**Selected extract**
::::

# Partner Visa 309 Processing Time.



## canuckaus (Jan 21, 2011)

Hi everyone,

I'm new to this forum and thrilled that it exists!

I am Canadian and spent the last year in Australia with my defacto partner while on a working holiday visa. While in Australia we considered applying for this visa onshore but were advised to apply in Canada instead because it would take only 3 months processing time, as opposed to 6 months in Australia, and would be less expensive. We have recently mailed our application package and in speaking with an officer from the Ottawa embassy we learned that it may take 6-9 months (on average)!!

I was wondering if it could in fact take as little as 3 months? We have a completed package; health requirements, character requirements, and extensive proof that our relationship is genuine along with other requested documentation.

Also, once the visa is processed, will they assign me a date of emigration? and do I have to leave Canada by that time period?

Would they contact me requesting any other kind of documentation?

Thanks in advance for your input!
Andrea


----------



## Zultan (Aug 4, 2009)

Hi, if an officer from the Ottawa embassy is telling you it will take 6-9 months I would have thought it unlikely you'll get your visa any sooner. For most of the processing time, your application is just sat in a pile waiting for someone to look at it.

When the visa is eventually granted you'll be given 12 months from the date of your medical or police clearance (whichever has the oldest date) to make initial entry into Australia to activate the visa.

They will definitely contact you to tell you who your Case Officer is and that CO may also request additional documentation.

::::

**Your objective**
From the forum thread on partner visa processing times, copy the passage starting at "# Partner Visa" and ending at "other requested documentation.".

::::

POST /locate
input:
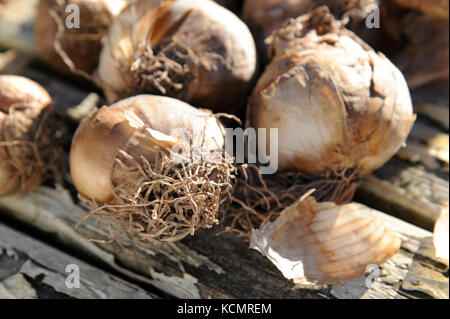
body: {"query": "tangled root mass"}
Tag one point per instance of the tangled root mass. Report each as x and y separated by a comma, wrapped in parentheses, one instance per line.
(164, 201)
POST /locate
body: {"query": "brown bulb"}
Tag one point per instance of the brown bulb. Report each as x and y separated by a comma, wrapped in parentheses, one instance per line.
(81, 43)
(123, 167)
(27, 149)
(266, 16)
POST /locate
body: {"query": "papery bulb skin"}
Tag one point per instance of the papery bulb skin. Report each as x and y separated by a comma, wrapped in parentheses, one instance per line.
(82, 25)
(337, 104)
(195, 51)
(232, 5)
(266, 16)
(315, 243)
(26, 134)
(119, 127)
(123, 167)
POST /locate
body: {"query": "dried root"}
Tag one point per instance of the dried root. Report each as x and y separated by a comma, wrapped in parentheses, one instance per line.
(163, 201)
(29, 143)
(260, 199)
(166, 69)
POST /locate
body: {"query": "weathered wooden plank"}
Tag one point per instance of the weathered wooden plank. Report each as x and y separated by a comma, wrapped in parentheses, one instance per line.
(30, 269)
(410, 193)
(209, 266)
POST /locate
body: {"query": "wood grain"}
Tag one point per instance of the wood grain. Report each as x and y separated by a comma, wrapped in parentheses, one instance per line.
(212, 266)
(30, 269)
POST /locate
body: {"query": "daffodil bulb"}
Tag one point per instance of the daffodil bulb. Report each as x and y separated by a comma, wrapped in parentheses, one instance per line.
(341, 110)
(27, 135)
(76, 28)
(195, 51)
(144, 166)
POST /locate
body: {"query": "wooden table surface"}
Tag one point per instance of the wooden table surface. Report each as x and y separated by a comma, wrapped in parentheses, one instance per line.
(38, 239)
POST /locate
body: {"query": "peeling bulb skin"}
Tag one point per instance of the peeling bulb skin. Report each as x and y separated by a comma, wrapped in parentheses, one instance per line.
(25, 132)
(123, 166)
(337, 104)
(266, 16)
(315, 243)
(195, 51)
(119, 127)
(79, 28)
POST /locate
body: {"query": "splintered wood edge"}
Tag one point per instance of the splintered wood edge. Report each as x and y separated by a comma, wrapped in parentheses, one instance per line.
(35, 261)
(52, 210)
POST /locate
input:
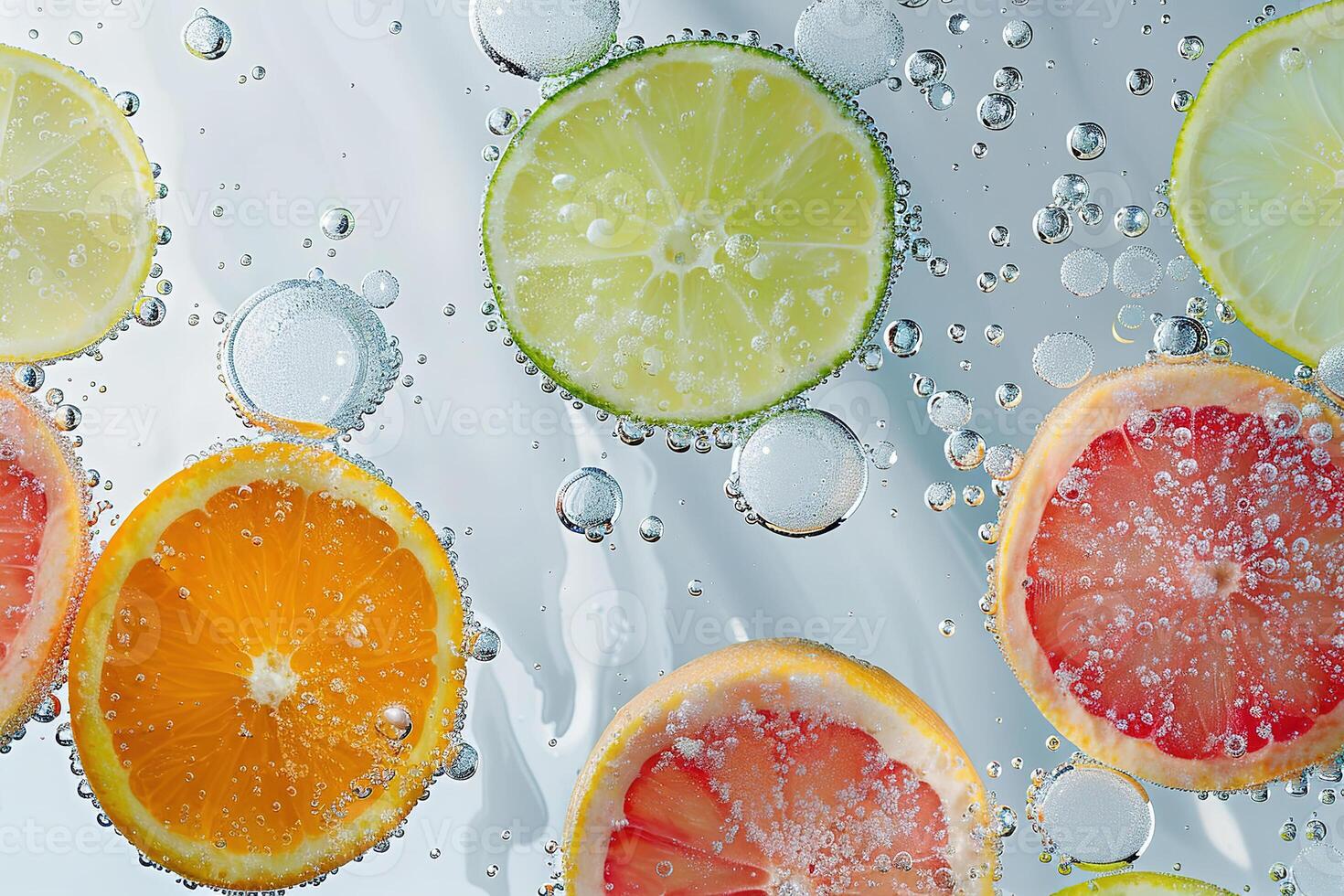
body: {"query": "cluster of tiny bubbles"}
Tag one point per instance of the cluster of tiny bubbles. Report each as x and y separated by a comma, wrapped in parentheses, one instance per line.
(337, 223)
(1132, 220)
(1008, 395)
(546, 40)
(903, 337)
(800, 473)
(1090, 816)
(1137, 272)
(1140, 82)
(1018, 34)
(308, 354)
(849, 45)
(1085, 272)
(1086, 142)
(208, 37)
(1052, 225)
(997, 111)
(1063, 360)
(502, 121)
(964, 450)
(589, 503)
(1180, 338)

::::

**Expected output**
# Partner Visa 309 Processing Time.



## canuckaus (Jan 21, 2011)

Hi everyone,

I'm new to this forum and thrilled that it exists!

I am Canadian and spent the last year in Australia with my defacto partner while on a working holiday visa. While in Australia we considered applying for this visa onshore but were advised to apply in Canada instead because it would take only 3 months processing time, as opposed to 6 months in Australia, and would be less expensive. We have recently mailed our application package and in speaking with an officer from the Ottawa embassy we learned that it may take 6-9 months (on average)!!

I was wondering if it could in fact take as little as 3 months? We have a completed package; health requirements, character requirements, and extensive proof that our relationship is genuine along with other requested documentation.